--- Instructions for the task ---
Starting at the line that has "job: wooden bowl" and stopping after the line that has "Trace the outline of every instance of the wooden", write these lines out again, replacing "wooden bowl" with "clay pot" and changing nothing else. Leave the pictures out of your answer.

--- Listing ---
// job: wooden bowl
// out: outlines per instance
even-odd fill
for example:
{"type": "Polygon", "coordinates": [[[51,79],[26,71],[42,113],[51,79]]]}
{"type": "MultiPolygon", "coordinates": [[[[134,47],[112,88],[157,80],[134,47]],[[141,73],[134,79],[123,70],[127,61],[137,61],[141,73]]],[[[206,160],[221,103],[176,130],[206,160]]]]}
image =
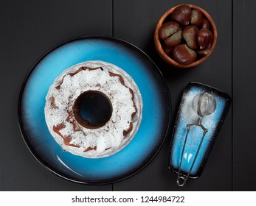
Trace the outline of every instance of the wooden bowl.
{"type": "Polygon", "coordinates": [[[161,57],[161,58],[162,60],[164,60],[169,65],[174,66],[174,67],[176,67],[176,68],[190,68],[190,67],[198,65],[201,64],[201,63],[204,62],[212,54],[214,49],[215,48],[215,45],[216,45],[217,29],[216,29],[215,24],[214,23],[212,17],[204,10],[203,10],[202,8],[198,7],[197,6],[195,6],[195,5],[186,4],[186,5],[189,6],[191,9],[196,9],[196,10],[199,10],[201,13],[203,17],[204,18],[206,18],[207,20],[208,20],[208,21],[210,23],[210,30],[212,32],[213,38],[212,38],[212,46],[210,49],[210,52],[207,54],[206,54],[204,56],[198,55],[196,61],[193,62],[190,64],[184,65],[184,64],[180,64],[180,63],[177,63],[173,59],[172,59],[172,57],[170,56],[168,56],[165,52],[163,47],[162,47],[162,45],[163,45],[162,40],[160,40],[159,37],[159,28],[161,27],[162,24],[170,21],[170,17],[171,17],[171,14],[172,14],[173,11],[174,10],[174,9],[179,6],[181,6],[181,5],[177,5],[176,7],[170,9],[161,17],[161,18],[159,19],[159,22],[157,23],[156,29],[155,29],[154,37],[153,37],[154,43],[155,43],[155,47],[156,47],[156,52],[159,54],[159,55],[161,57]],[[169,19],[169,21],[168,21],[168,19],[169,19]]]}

==

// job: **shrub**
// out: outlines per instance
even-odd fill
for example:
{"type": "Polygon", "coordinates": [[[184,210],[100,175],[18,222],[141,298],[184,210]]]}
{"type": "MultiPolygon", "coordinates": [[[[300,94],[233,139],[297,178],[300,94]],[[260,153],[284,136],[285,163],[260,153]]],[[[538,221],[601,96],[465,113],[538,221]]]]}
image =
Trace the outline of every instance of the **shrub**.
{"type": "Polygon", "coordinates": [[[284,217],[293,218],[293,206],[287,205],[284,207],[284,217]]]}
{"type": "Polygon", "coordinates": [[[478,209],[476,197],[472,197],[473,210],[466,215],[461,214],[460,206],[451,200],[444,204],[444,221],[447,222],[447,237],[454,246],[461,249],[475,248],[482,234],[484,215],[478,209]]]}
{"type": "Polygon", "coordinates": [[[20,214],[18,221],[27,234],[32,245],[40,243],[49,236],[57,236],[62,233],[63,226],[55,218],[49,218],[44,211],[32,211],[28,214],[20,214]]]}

--- Result of this exercise ---
// job: clay pot
// out: outlines per instance
even-odd fill
for example:
{"type": "Polygon", "coordinates": [[[51,79],[26,71],[42,113],[51,79]]]}
{"type": "MultiPolygon", "coordinates": [[[[134,47],[112,88],[157,80],[134,47]],[[141,73],[134,79],[123,70],[127,61],[137,61],[141,73]]],[[[206,160],[221,103],[176,130],[206,160]]]]}
image =
Trace the outline of every instance of the clay pot.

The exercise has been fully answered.